#### [Document segment]
The appellant drove to an industrial area. He opened the door of the van and Carroll grabbed the complainant by the wrist and pulled her out of the van in an aggressive manner. The appellant walked up a flight of stairs to a unit above a workshop and the complainant followed, with Carroll behind her, holding her hand halfway up her back.
The appellant opened the door of the unit, and the three went inside. Carroll threw the complainant onto to the lounge and she hit her chest on the wooden arm. At that time, Carroll said something to the effect, "I know I’m going to have some real fun", and that he was going to have anal intercourse with the complainant. The appellant then sat in an armchair and was dozing off. Carroll then punched the complainant and dragged her into the bedroom, tying her hands behind her back with nylon rope. He threw her on the bed and had penile-vaginal intercourse with her (count 5). The door of the bedroom was open and the complainant could see the appellant still in the armchair. The appellant, in a statement to police dated 24 October 2001, said that he went into the bedroom and observed that the complainant was giving Carroll oral sex. This was count 4 in the indictment.
Count 2 in the indictment related to an act of oral sex performed on the appellant when the appellant grabbed the complainant by the head and pushed her head down. At that stage, her hands were still tied, but it appears that at some stage the appellant loosened the rope. It was during this period that Carroll came into the room with an industrial drill. He plugged the drill into the wall and put it against the complainant's head. He turned the drill on and he told her he was going to put it through her skull. This occurred whilst the complainant was performing oral sex on the appellant.
There was other aggressive conduct engaged in by Carroll towards the complainant, including cutting her jacket up with a knife, which was about 300mm long. He also threatened to chop her up, wrap her in plastic and dump her in the Blue Mountains. The appellant was lying on the bed in the room with her when these things were being said and did nothing.
The offence being count 3 on the indictment occurred after the complainant had been to the toilet and when, on her return, Carroll tied a noose around her neck, tying the end of the rope to a pole which was hanging out of the wall. Whilst the noose was around her neck, the appellant forced the complainant to perform oral sex on him. It appears that the complainant was begging to be taken home for about 20 minutes, during which at some stage the noose was taken off. Eventually, the appellant agreed to take the complainant home.

#### [Given request]
Can you revise the court passage from "There was other" up to and including "and did nothing.", putting "blade" wherever "knife" appears in that part?

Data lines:
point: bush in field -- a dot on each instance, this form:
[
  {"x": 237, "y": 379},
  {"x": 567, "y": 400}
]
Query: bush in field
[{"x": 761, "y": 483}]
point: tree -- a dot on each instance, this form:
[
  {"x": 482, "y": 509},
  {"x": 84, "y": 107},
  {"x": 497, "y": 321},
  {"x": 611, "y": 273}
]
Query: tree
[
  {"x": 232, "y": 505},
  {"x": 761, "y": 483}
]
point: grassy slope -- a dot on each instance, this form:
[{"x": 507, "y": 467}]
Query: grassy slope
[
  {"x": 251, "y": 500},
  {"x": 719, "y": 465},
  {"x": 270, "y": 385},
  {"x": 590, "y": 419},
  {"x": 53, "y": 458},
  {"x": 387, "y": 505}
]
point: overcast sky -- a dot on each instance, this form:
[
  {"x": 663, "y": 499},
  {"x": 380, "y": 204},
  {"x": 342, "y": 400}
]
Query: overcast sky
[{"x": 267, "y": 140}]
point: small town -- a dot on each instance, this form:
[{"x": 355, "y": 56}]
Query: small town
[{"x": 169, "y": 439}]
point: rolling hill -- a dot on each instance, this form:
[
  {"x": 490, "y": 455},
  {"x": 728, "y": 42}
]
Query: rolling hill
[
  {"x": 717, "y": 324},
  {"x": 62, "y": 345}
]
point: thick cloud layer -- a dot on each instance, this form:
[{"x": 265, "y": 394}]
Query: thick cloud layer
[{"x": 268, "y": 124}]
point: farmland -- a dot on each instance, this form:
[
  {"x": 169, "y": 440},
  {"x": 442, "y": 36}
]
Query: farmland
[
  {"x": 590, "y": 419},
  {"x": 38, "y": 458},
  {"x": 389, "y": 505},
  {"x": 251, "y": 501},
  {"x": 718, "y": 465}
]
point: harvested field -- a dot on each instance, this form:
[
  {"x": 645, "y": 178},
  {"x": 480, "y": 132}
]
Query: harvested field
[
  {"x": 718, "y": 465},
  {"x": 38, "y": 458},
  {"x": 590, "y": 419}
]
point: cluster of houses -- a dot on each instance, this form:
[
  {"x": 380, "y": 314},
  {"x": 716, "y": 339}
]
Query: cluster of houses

#### [Written solution]
There was other aggressive conduct engaged in by Carroll towards the complainant, including cutting her jacket up with a blade, which was about 300mm long. He also threatened to chop her up, wrap her in plastic and dump her in the Blue Mountains. The appellant was lying on the bed in the room with her when these things were being said and did nothing.